● THE TASK:
Lines from the start of the data through the line containing "Query: white shirt" must be given again exactly. Leave the others out.

● THE INPUT:
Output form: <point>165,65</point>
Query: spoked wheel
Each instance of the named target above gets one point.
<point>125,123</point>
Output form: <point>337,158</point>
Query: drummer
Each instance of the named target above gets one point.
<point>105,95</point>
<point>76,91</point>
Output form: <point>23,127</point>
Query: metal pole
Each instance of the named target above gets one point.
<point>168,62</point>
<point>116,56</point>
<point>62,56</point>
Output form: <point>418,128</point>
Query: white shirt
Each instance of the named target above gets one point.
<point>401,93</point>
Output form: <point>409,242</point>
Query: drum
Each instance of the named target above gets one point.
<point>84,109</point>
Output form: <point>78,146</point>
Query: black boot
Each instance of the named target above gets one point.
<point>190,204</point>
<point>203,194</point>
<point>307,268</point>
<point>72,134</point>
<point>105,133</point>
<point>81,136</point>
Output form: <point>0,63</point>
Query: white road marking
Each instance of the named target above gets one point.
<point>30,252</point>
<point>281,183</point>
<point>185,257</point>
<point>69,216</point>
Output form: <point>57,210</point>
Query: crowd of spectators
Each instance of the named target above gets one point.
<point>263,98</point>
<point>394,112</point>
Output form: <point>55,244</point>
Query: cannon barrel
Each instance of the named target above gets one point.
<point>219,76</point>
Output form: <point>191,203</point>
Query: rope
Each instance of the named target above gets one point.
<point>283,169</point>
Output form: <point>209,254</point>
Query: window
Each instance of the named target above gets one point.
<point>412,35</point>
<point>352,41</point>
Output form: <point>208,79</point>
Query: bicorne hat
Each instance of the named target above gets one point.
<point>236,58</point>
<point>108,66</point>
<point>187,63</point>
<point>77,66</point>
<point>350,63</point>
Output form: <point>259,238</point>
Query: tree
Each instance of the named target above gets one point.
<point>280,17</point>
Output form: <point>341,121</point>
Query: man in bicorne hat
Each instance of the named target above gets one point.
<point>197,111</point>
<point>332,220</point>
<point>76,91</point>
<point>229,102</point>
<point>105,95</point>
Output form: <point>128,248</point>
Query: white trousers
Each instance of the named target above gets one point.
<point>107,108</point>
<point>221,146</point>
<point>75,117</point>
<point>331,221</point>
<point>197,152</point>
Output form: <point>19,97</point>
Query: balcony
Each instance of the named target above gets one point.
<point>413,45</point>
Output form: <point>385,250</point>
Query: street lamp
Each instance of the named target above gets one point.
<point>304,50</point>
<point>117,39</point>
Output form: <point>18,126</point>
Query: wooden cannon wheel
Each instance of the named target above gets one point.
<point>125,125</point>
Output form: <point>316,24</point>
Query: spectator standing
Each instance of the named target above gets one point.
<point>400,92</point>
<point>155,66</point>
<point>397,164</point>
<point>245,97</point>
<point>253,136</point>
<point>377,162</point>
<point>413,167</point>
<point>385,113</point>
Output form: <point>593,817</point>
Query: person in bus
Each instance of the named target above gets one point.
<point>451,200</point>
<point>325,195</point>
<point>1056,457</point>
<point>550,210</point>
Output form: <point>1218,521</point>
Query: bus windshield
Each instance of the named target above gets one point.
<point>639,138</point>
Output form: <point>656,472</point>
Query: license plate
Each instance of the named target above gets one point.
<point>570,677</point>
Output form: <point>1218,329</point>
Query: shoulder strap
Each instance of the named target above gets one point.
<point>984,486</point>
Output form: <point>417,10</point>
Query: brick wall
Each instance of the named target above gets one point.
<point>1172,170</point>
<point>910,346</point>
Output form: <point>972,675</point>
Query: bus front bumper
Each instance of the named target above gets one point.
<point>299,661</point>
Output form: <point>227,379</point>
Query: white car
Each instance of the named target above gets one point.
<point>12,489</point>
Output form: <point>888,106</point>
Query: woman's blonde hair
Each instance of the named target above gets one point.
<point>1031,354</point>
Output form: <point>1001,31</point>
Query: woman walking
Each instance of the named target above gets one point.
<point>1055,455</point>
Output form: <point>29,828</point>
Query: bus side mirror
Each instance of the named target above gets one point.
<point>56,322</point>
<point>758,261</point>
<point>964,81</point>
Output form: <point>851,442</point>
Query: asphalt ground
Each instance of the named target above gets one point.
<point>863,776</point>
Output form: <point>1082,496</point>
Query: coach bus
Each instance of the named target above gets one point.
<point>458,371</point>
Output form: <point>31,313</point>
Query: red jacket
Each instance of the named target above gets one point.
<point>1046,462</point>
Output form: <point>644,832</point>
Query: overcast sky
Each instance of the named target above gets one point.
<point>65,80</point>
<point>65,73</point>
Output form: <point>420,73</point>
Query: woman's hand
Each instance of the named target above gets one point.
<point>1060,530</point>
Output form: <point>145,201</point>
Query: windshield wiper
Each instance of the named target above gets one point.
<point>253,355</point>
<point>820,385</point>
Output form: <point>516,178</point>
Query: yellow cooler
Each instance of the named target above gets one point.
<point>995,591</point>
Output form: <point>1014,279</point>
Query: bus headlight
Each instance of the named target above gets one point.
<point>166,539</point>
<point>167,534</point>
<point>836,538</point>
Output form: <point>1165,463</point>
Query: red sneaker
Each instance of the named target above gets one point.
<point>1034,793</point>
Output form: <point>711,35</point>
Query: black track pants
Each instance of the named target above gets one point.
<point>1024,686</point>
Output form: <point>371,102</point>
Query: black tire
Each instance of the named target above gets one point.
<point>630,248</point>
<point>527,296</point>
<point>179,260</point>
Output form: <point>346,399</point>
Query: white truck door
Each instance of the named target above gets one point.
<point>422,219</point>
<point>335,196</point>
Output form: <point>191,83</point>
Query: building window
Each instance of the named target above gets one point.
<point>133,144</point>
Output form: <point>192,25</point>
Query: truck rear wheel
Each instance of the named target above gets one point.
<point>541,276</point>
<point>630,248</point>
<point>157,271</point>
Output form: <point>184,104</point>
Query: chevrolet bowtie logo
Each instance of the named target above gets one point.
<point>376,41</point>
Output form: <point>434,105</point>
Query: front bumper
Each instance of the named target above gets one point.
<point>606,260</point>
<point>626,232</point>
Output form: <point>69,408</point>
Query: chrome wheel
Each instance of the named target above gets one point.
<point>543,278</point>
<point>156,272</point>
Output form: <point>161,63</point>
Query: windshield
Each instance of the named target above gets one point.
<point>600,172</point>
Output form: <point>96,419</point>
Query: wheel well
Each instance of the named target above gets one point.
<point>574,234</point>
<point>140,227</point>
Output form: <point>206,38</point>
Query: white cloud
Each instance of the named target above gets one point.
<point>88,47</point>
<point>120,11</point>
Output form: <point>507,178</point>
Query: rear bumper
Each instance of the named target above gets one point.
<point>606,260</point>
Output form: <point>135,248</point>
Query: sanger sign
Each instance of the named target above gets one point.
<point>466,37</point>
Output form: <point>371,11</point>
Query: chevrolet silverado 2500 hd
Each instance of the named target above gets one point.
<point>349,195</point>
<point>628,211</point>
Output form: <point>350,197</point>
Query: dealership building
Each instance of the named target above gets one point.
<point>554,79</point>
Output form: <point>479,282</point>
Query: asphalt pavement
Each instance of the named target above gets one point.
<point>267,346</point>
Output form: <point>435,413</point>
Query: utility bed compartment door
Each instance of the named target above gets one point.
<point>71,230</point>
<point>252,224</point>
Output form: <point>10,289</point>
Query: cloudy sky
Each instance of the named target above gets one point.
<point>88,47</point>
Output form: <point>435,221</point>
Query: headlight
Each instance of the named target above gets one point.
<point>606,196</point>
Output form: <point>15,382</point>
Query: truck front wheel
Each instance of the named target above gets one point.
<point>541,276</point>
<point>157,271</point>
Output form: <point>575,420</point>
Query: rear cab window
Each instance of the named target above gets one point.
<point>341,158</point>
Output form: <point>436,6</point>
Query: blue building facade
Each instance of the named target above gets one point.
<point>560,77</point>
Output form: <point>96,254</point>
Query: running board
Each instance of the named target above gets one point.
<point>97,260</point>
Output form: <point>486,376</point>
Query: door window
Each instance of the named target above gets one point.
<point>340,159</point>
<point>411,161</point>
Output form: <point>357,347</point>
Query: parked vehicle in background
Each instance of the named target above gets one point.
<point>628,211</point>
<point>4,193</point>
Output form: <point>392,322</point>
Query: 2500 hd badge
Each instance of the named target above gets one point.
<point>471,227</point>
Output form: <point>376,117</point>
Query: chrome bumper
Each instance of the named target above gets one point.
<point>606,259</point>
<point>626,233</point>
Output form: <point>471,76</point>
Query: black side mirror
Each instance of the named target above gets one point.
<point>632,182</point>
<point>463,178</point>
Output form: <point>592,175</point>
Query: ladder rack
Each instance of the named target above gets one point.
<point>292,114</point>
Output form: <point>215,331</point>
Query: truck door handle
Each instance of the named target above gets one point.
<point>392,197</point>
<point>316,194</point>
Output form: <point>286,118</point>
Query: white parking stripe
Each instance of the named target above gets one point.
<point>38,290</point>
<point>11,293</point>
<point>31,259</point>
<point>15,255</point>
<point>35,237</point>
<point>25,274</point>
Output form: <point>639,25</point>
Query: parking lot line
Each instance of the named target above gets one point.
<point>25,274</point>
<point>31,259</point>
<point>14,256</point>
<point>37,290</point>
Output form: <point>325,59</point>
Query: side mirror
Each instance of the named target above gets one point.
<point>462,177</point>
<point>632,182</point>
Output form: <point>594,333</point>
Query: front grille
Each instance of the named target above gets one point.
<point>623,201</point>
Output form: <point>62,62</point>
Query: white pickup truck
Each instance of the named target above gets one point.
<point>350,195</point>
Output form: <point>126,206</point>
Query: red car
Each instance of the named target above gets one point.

● THE ANSWER:
Output form: <point>165,65</point>
Query: spoked wheel
Each instance of the named target above gets one point.
<point>125,123</point>
Output form: <point>337,158</point>
Query: drummer
Each instance of the named target above gets one point.
<point>105,95</point>
<point>76,91</point>
Output form: <point>23,127</point>
Query: metal pole
Each instance of the named target above gets one point.
<point>168,62</point>
<point>116,56</point>
<point>62,56</point>
Output form: <point>418,128</point>
Query: white shirt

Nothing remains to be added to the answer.